→ TASK BRIEF
Print every entry exactly as written and exclude all images.

→ RECORDS FOR PROCESSING
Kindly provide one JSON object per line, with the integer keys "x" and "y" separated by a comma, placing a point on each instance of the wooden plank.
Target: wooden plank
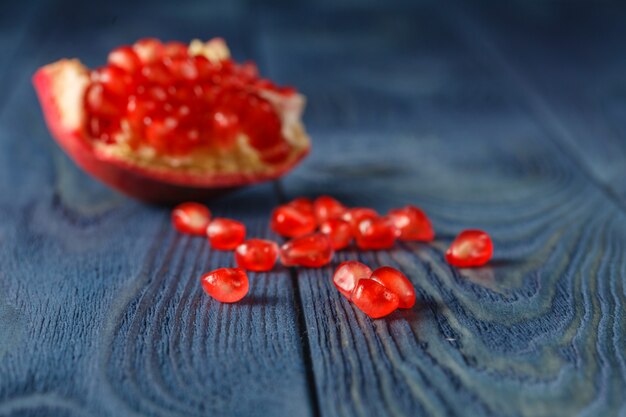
{"x": 101, "y": 311}
{"x": 567, "y": 60}
{"x": 403, "y": 111}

→ RESPONSE AREA
Kindly provide one JSON object per line, with the integer keys "x" and "y" separated by a comma, placing a point on each instance of the wooden plank.
Target: wooden plank
{"x": 101, "y": 311}
{"x": 567, "y": 60}
{"x": 403, "y": 111}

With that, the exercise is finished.